I traghettatori del Po: la storia
dei passaggi tra le sponde
Una vera e propria epopea, quella dei traghettatori. Una storia importante e preziosa, con la possibilità che non tutto sia andato perduto ma possa tornare in auge, e osare non costa nulla, una attività che potrebbe portare nuovo lavoro, nuova linfa e nuova vitalità, sul fiume
Tra i numerosi mestieri che, un tempo, si svolgevano tra l’una e l’altra riva del Grande fiume, una menzione particolare la merita quella del traghettatore. Un lavoro che, per la sua finalità principale, che era quella di collegare le due sponde trasportando persone e merci, può essere considerato un simbolo, a pieno titolo, dell’unione fra l’una e l’altra riva dl Po. Una professione da tempo scomparsa come scomparsi, ormai, sono i vecchi traghetti. Chissà che, da qualche parte, non se ne possano ancora recuperare, almeno in piccola parte, i pezzi, oltre che le memorie e le immagini. E’ doveroso, anche in questo caso, farne memoria ma è anche doveroso credere nella possibilità che un simile mestiere possa tornare in auge, nell’ambito dei progetti di valorizzazione e promozione turistica e culturale del Grande fiume e di tutta quell’area ricompresa nella Riserva Po Grande Unesco. Tornare a collegare le due sponde via acqua, sviluppando sia i collegamenti di carattere mercantile e commerciale che potenziando i percorsi turistici e culturali tra le due sponde (dando quindi la possibilità di trasportare persone e biciclette) è una carta da giocare, e su cui scommettere, anche nell’immediato. Per il bene, presente e futuro, delle terre del medio Po.

* [MATERIALE ESTRATTO]:
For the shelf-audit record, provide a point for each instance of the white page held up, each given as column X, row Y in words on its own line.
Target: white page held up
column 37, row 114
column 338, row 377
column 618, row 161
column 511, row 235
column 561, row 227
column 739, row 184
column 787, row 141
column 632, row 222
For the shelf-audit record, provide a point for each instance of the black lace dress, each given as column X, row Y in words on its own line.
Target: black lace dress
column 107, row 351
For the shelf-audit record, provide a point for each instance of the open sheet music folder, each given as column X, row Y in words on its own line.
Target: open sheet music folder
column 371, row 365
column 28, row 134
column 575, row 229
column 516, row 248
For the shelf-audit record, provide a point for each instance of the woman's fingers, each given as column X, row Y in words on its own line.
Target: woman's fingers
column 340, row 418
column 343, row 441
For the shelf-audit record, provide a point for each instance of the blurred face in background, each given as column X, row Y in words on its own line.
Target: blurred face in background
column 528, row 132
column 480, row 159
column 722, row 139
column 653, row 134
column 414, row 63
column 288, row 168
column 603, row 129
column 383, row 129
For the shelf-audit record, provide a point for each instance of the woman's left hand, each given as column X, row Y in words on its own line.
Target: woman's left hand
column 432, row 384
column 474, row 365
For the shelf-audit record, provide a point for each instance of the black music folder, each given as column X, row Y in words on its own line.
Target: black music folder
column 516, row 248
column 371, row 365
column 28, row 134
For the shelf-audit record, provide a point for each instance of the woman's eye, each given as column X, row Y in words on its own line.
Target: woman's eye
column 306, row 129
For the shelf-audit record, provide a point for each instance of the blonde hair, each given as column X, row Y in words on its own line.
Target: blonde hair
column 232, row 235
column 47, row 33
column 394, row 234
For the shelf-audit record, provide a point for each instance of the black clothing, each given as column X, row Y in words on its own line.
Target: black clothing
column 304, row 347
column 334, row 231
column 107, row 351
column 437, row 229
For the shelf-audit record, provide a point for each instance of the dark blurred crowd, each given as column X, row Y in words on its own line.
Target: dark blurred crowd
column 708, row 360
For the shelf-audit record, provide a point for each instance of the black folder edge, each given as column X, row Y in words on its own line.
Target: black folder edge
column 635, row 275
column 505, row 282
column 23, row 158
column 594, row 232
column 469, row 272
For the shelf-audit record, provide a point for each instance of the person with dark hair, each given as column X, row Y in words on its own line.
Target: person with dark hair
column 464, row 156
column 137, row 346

* [ELENCO ATTIVITÀ]:
(a) Nel testo sui traghettatori del Po, qual era la finalità principale del lavoro del traghettatore?
(b) Trascrivi le righe dei record partendo dalla prima e terminando con quella che contiene "column 787, row 141", includendo entrambe.
Il testo e i record non hanno alcun legame tra loro.

* [RISPOSTE PER ATTIVITÀ]:
(a) Collegare le due sponde del Po trasportando persone e merci.

(b)
For the shelf-audit record, provide a point for each instance of the white page held up, each given as column X, row Y in words on its own line.
Target: white page held up
column 37, row 114
column 338, row 377
column 618, row 161
column 511, row 235
column 561, row 227
column 739, row 184
column 787, row 141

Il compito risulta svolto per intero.